◆ DATASET ◆
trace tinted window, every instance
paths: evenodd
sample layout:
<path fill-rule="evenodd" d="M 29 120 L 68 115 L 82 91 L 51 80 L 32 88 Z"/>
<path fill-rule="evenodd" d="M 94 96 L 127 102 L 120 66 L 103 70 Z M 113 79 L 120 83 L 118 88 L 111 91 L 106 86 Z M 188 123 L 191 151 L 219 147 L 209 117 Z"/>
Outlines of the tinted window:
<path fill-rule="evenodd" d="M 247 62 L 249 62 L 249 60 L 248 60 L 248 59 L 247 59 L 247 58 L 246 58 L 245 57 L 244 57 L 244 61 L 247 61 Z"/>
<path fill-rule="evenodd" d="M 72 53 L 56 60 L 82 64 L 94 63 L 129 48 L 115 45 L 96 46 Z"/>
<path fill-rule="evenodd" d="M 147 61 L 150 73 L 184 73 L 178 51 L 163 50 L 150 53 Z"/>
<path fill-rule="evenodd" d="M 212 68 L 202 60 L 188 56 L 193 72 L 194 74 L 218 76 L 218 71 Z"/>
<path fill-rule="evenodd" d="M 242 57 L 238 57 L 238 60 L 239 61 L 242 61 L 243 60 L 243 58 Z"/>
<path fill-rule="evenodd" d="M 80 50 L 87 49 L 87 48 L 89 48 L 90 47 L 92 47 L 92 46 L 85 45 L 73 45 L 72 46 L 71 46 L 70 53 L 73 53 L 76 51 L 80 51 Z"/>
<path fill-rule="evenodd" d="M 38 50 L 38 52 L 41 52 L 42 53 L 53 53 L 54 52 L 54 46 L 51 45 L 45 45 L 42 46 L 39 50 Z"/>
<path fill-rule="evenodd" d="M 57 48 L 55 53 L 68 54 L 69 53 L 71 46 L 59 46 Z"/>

◆ WHAT YOU HAVE TO DO ◆
Could you present every line of the listing above as a numbered list, leaving out any blank lines?

◆ TASK SOLUTION ◆
1. trace tinted window, every instance
2. paths: evenodd
3. sample layout:
4. <path fill-rule="evenodd" d="M 29 120 L 68 115 L 82 91 L 51 80 L 32 88 Z"/>
5. <path fill-rule="evenodd" d="M 94 96 L 127 102 L 120 66 L 103 70 Z M 113 79 L 120 83 L 118 88 L 111 91 L 106 86 Z M 188 123 L 191 151 L 219 147 L 209 117 Z"/>
6. Outlines of the tinted window:
7. <path fill-rule="evenodd" d="M 247 62 L 249 62 L 249 60 L 248 60 L 248 59 L 247 59 L 247 58 L 246 58 L 245 57 L 244 57 L 244 61 L 247 61 Z"/>
8. <path fill-rule="evenodd" d="M 72 53 L 56 60 L 82 64 L 94 63 L 129 48 L 115 45 L 96 46 Z"/>
9. <path fill-rule="evenodd" d="M 147 61 L 150 73 L 184 73 L 178 51 L 163 50 L 150 53 Z"/>
10. <path fill-rule="evenodd" d="M 212 68 L 202 60 L 188 56 L 193 72 L 194 74 L 218 76 L 218 71 Z"/>
11. <path fill-rule="evenodd" d="M 242 57 L 238 57 L 238 60 L 239 61 L 242 61 L 243 60 L 243 58 Z"/>
12. <path fill-rule="evenodd" d="M 80 50 L 87 49 L 87 48 L 89 48 L 90 47 L 92 47 L 92 46 L 85 45 L 73 45 L 72 46 L 71 46 L 70 53 L 73 53 L 76 51 L 80 51 Z"/>
13. <path fill-rule="evenodd" d="M 38 50 L 38 52 L 41 52 L 42 53 L 53 53 L 54 52 L 54 46 L 51 45 L 45 45 L 42 46 L 39 50 Z"/>
14. <path fill-rule="evenodd" d="M 57 48 L 55 53 L 68 54 L 69 53 L 71 46 L 59 46 Z"/>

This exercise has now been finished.